What to do
Across the entries, how many lines have the string "pixel" in them? Reply with only a number.

Data supplied below:

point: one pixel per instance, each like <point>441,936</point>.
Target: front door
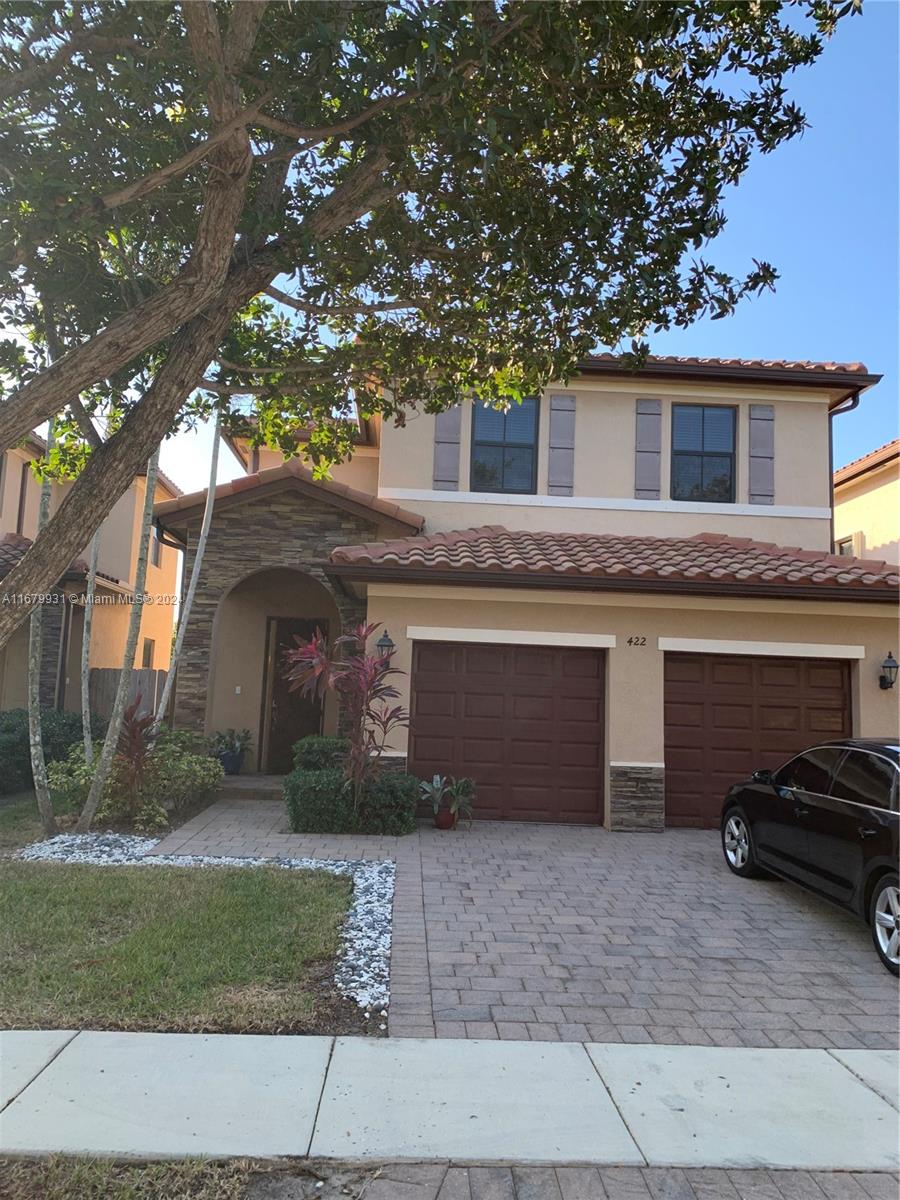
<point>287,715</point>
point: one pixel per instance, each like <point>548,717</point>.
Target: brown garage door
<point>525,721</point>
<point>727,715</point>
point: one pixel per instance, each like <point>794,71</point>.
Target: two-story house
<point>610,601</point>
<point>64,615</point>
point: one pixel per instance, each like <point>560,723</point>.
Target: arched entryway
<point>256,622</point>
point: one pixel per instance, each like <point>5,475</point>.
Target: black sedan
<point>828,820</point>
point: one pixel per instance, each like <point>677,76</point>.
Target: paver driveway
<point>571,933</point>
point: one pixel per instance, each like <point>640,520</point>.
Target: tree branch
<point>322,132</point>
<point>336,310</point>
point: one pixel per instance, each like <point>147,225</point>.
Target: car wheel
<point>738,845</point>
<point>885,919</point>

End of Data supplied.

Response to this exercise
8